Task prompt: When the line containing "target | fuzzy stem" appears in the data below, begin copying there and stop only after the line containing "target | purple flower spike".

Exercise materials Block Start

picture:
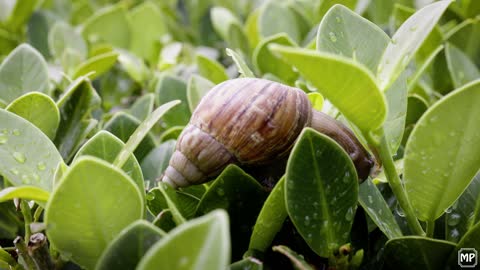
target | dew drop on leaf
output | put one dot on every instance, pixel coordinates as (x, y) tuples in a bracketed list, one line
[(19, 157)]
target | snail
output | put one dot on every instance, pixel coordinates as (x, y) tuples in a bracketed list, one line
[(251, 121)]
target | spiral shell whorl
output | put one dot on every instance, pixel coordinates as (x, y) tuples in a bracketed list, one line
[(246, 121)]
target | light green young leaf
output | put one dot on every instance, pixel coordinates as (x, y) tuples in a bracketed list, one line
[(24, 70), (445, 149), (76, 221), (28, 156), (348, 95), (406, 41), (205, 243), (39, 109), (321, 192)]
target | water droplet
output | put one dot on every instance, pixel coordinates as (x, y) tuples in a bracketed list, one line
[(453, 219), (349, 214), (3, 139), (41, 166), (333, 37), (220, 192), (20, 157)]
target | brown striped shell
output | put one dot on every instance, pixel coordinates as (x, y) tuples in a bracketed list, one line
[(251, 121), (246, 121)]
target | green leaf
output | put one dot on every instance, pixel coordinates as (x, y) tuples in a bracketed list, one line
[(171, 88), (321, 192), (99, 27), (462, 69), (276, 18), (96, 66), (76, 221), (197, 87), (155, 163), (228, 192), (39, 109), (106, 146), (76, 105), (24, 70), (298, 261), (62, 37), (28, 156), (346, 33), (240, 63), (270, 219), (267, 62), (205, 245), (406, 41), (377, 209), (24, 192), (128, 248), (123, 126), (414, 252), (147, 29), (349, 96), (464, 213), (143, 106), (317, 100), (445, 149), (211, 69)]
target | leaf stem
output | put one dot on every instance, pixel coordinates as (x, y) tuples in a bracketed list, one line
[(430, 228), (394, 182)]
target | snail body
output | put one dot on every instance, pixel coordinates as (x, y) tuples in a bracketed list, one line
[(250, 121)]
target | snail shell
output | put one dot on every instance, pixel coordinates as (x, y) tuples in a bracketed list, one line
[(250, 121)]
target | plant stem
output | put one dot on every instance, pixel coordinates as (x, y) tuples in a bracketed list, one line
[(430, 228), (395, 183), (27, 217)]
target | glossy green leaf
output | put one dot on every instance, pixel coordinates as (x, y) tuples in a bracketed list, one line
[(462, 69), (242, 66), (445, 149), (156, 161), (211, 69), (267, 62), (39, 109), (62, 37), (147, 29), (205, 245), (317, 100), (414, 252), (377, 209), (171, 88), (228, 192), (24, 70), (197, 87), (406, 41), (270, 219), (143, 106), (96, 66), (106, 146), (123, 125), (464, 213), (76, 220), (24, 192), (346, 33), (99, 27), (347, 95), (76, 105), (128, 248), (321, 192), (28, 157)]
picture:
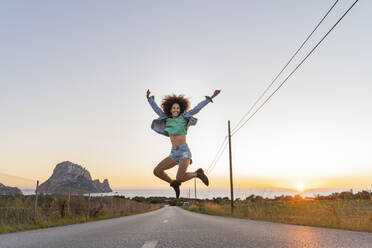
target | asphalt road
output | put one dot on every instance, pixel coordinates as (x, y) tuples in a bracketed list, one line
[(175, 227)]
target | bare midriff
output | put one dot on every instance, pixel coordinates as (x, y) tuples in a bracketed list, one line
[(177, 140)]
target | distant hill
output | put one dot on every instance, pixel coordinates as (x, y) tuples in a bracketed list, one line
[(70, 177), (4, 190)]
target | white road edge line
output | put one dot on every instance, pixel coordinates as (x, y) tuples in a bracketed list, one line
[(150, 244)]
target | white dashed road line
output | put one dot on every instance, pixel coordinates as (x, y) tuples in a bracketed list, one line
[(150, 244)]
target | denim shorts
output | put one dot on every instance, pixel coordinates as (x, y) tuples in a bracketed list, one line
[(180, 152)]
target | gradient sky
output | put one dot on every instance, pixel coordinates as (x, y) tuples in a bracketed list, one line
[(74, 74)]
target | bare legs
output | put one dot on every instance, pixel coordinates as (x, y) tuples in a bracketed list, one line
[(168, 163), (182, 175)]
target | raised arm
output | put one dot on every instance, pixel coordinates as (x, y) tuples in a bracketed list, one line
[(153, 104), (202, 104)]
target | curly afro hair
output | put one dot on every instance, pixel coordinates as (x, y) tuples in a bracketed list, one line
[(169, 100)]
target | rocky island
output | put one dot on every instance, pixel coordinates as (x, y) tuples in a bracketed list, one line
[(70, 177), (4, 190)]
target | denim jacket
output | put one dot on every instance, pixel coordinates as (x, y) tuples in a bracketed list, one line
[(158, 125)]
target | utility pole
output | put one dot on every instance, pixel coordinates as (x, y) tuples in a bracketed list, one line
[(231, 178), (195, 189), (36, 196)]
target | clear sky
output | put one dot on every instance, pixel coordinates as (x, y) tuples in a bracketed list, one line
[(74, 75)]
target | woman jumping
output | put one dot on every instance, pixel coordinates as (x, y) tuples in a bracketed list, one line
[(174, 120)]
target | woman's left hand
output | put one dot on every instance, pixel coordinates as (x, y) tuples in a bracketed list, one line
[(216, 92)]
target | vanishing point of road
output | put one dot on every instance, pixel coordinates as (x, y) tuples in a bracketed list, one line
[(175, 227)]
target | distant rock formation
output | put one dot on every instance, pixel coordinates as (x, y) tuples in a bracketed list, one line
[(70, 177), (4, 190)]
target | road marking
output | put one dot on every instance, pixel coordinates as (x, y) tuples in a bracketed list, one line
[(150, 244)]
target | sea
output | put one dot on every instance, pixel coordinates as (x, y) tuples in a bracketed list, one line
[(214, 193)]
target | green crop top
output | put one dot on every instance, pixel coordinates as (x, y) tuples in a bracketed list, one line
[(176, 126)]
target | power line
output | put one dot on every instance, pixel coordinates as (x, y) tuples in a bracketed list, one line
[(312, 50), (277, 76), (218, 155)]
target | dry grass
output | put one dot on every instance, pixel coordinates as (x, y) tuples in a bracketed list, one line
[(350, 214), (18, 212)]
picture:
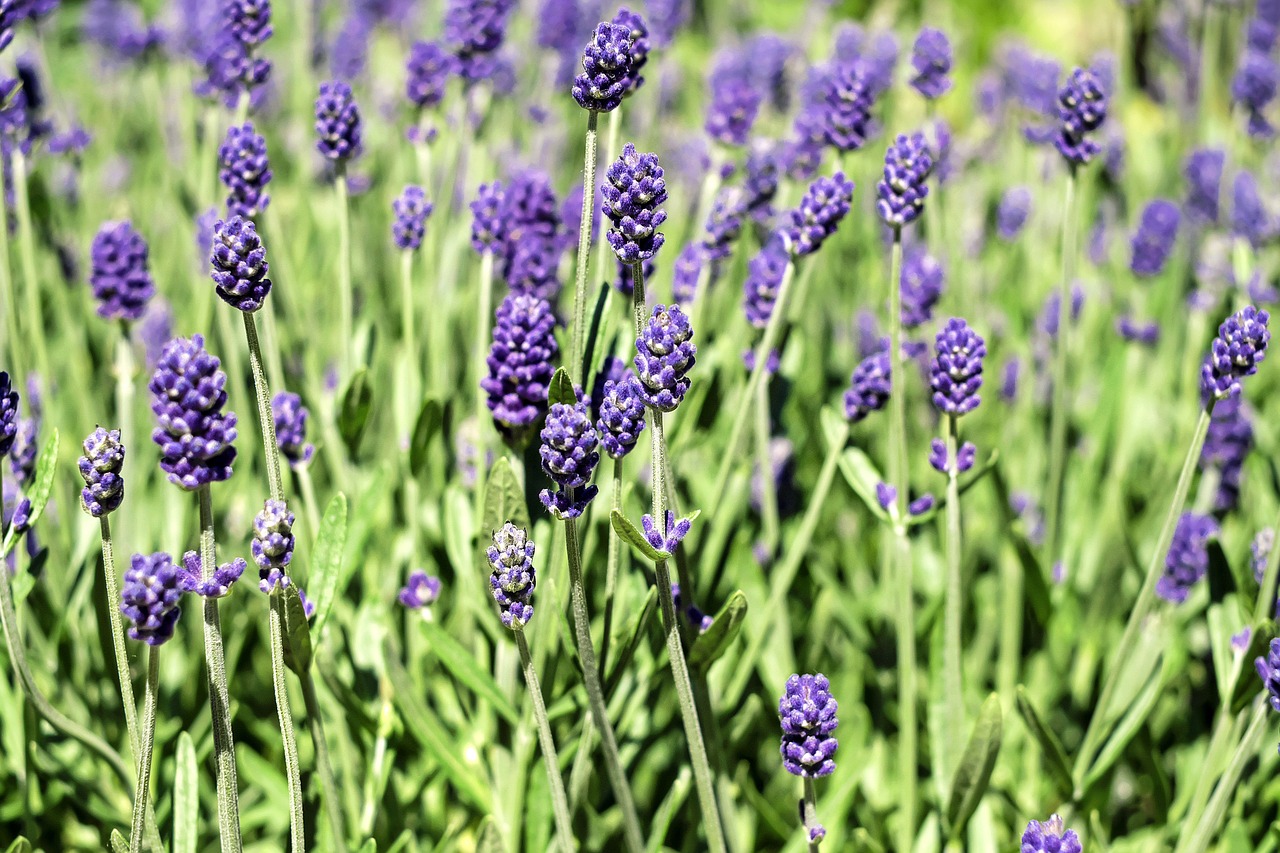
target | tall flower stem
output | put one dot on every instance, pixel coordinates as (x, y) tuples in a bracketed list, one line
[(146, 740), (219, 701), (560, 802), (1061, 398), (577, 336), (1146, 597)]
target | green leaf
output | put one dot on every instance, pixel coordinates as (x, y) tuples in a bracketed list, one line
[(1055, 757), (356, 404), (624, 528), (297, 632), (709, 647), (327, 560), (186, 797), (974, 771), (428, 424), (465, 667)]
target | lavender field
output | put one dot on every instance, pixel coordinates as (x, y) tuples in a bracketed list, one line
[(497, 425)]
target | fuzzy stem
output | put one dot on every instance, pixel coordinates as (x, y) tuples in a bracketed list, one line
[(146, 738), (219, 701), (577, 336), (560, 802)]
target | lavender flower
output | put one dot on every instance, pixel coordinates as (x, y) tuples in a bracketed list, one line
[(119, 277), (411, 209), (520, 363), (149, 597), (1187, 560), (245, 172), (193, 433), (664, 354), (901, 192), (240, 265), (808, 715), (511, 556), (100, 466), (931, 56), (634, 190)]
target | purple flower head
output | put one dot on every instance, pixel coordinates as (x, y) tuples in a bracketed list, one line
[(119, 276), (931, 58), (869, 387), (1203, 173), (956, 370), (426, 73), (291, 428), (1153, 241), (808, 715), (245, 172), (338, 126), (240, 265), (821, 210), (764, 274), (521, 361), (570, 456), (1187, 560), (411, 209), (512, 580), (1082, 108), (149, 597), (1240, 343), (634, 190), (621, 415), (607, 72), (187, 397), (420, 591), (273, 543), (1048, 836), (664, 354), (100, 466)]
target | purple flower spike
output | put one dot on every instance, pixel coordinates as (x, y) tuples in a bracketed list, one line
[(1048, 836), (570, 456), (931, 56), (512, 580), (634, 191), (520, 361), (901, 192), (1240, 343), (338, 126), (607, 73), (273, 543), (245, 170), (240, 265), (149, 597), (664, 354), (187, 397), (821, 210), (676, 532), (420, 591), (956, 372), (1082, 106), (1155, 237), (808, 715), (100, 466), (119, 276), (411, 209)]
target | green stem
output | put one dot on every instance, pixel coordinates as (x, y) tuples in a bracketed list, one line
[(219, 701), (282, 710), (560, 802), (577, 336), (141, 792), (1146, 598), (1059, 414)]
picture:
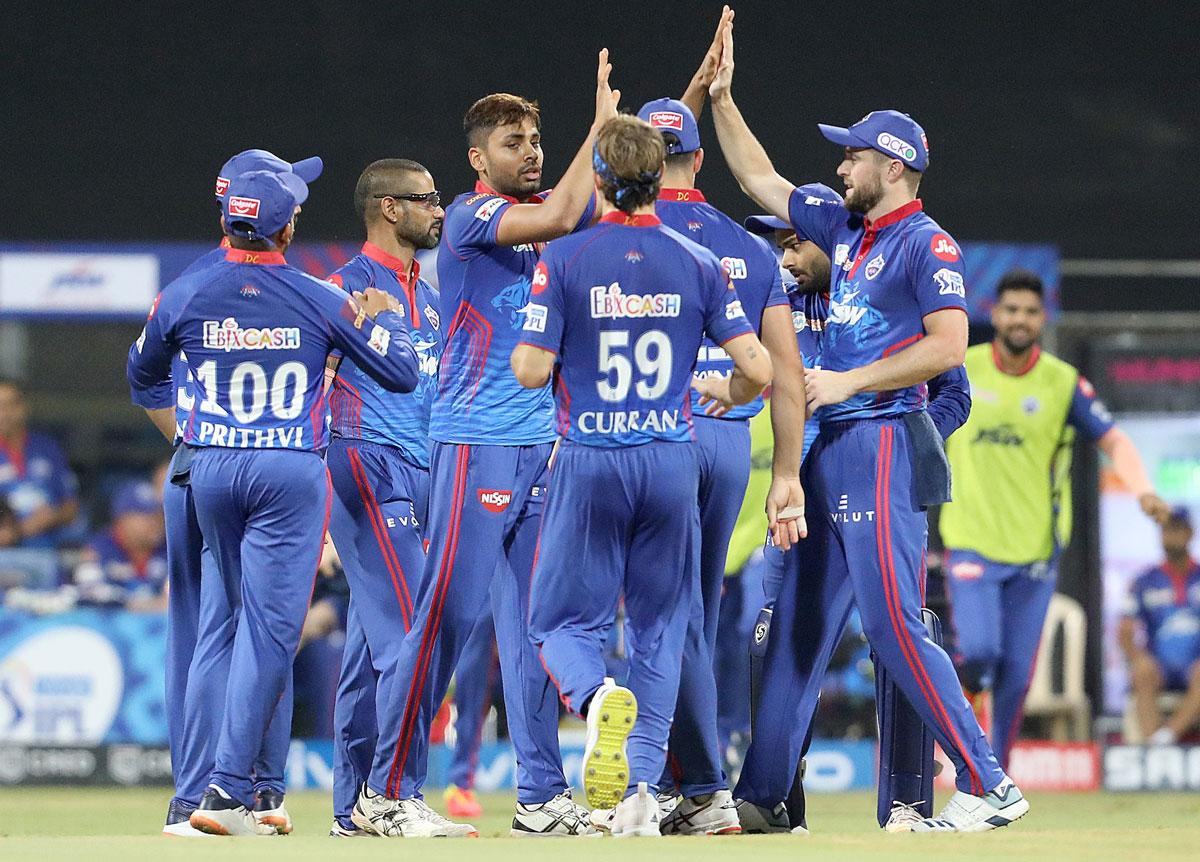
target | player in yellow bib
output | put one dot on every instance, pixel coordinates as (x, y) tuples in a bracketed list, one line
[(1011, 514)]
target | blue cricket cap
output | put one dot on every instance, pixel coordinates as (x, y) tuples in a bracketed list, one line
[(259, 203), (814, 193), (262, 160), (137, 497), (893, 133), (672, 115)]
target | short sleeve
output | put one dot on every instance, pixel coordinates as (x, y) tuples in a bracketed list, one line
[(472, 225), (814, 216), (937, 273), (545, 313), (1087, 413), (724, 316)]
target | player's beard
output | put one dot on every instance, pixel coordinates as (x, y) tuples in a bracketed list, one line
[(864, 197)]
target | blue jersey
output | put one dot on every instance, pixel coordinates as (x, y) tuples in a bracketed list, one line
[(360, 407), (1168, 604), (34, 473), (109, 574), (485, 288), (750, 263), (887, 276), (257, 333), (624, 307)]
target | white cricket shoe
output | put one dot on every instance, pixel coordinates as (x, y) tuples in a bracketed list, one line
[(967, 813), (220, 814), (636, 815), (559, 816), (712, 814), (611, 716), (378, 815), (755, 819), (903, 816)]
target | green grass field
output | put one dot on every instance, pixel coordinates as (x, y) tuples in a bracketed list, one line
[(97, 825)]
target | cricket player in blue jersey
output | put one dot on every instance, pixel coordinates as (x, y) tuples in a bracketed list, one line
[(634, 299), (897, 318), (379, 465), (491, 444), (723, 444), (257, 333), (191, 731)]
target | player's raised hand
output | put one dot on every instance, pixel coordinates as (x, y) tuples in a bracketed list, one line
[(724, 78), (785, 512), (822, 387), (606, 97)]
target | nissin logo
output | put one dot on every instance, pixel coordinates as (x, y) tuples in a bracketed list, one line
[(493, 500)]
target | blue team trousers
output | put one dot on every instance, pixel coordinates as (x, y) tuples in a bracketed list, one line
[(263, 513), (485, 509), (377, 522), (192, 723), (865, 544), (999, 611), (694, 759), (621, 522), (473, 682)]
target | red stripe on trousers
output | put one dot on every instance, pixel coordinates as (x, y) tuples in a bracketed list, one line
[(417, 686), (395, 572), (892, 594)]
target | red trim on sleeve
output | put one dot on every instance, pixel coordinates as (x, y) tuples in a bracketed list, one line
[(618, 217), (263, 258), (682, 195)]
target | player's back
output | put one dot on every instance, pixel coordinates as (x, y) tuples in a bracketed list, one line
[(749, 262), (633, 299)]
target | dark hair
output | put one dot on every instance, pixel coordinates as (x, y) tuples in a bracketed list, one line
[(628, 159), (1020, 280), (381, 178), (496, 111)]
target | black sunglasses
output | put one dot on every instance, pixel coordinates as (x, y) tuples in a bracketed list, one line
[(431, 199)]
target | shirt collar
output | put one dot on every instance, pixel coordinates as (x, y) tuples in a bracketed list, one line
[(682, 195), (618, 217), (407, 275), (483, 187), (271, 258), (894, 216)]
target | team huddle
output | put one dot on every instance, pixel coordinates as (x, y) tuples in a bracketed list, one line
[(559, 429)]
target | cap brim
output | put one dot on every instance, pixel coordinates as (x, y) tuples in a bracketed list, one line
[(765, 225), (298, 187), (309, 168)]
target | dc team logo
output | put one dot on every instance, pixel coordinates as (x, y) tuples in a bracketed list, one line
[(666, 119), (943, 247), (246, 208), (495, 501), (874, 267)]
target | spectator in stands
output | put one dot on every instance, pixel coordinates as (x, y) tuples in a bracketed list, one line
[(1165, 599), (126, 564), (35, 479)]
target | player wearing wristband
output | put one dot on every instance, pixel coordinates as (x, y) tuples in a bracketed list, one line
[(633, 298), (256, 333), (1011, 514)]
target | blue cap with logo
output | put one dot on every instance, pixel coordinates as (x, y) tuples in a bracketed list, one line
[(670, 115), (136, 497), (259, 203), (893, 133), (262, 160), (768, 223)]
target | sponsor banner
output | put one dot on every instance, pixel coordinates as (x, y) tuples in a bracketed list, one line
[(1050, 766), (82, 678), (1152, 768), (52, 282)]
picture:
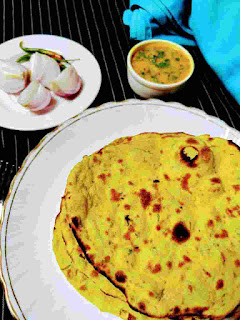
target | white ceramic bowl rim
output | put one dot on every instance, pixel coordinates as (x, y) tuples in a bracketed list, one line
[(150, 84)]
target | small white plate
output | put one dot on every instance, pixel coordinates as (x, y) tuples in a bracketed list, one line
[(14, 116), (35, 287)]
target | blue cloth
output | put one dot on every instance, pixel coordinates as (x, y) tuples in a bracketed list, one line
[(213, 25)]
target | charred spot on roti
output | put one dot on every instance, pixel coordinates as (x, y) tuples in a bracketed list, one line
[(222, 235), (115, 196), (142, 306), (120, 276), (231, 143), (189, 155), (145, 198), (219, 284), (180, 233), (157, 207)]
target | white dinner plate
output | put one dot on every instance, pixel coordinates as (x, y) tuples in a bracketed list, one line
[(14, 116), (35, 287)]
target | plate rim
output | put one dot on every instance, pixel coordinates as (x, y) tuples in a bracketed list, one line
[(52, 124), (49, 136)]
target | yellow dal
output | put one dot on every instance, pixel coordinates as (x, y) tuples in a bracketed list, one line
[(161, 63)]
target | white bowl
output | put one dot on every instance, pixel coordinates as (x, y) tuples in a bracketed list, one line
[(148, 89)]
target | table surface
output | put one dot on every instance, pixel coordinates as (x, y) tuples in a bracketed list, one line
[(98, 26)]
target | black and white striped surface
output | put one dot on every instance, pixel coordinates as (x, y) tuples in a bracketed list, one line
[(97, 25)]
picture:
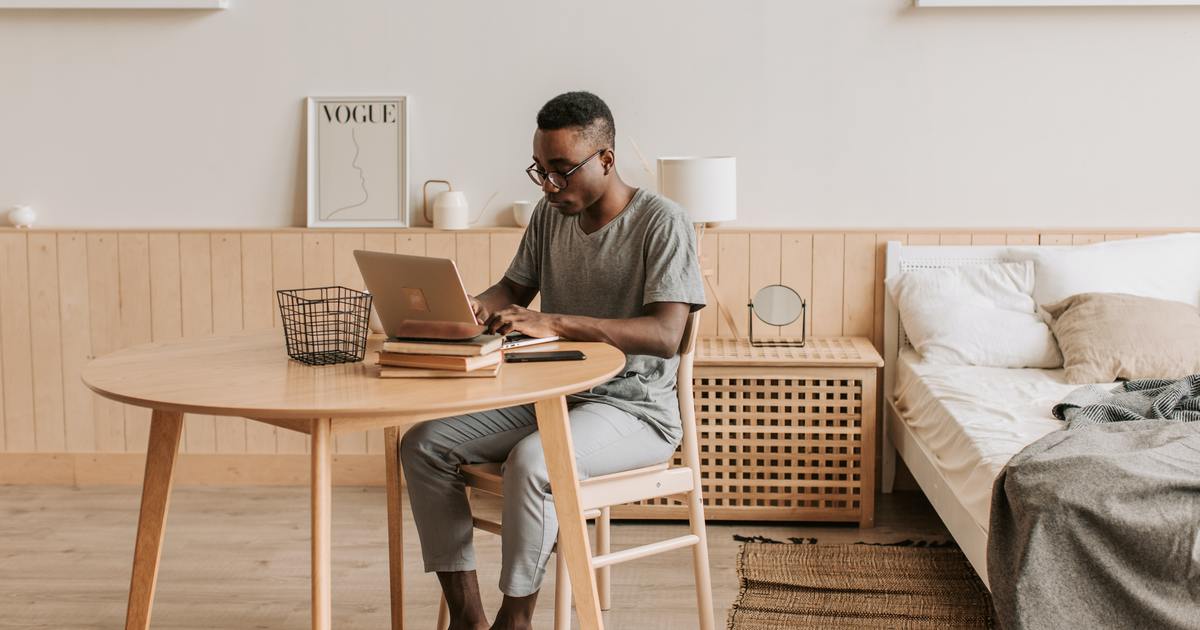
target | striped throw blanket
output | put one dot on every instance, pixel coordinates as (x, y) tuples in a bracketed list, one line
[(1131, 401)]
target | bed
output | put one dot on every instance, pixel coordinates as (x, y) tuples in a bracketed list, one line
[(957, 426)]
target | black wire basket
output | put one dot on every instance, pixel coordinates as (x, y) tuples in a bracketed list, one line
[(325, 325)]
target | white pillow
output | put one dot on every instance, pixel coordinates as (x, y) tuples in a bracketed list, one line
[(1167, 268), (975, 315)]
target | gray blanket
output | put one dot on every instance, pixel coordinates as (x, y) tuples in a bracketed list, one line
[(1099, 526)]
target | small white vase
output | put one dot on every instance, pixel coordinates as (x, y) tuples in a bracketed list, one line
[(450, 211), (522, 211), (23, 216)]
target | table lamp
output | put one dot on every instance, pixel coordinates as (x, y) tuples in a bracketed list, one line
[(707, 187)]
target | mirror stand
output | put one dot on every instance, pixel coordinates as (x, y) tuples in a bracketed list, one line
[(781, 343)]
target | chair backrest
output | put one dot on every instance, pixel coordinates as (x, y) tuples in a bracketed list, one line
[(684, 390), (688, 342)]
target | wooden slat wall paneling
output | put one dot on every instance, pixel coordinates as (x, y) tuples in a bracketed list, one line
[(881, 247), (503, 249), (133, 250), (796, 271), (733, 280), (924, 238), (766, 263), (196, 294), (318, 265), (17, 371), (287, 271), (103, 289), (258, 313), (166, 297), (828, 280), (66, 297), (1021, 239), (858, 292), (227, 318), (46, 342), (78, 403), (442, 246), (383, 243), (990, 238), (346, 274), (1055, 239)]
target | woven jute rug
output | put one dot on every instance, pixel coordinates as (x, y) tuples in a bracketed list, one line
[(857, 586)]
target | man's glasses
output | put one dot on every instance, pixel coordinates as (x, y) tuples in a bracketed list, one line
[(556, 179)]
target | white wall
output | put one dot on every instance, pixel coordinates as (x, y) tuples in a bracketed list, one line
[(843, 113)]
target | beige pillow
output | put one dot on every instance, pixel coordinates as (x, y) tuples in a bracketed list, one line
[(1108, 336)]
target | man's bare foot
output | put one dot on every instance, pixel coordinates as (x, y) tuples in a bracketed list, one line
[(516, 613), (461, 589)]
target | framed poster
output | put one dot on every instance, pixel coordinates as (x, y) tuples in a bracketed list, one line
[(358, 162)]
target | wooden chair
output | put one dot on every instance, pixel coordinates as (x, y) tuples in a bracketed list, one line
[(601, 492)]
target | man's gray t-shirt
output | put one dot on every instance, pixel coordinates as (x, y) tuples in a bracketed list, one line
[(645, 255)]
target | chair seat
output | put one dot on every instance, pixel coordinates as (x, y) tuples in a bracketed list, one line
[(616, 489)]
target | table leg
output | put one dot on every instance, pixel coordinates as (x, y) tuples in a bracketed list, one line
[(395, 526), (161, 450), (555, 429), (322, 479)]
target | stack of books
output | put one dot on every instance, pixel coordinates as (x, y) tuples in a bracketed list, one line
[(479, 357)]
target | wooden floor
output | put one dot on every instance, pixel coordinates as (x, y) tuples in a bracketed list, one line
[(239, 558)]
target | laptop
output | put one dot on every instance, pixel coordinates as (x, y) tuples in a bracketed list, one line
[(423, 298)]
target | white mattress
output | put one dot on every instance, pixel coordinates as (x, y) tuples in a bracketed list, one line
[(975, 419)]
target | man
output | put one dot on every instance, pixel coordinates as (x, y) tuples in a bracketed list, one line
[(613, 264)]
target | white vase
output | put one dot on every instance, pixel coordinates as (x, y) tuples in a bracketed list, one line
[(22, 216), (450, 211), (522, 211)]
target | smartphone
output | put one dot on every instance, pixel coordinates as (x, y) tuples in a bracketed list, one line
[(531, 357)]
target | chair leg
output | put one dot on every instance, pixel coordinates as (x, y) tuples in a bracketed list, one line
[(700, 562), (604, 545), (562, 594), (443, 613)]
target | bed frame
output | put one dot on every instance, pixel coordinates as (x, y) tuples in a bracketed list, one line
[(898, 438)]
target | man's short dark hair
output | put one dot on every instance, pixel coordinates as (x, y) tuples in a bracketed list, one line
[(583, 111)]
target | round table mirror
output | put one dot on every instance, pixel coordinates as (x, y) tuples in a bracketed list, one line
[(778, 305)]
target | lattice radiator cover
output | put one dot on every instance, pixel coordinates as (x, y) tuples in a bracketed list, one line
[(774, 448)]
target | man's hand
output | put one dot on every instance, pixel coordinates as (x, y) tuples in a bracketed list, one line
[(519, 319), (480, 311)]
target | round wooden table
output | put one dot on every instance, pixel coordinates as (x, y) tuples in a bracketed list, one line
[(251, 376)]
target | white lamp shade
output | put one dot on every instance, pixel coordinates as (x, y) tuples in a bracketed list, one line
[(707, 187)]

Exercise materials Block End

Result of the exercise:
target | fuzzy stem
output | put one dot on every instance, pixel coordinates as (x, y) tuples in a bracketed list, one line
[(146, 738), (219, 701), (577, 336), (560, 802)]
target | lavender flower
output | put one dot on every instance, pixel coordinates as (x, y) tuples in a bracketed list, one line
[(119, 277), (411, 209), (520, 363), (149, 597), (1187, 560), (245, 172), (193, 433), (664, 354), (901, 192), (240, 265), (808, 715), (511, 556), (100, 466), (931, 56), (634, 190)]
target | purple flower head
output | put one dot on every instance, pixel coordinates as (x, y) tuples in a bracketed list, one line
[(119, 276), (931, 58), (869, 387), (1203, 173), (956, 370), (426, 73), (291, 428), (1153, 241), (808, 715), (245, 172), (338, 126), (240, 265), (821, 210), (764, 274), (521, 361), (570, 456), (1187, 560), (411, 209), (512, 580), (1082, 108), (149, 597), (1240, 343), (634, 190), (621, 415), (607, 72), (187, 397), (420, 591), (273, 543), (1048, 836), (664, 354), (100, 466)]
target | purple flower spike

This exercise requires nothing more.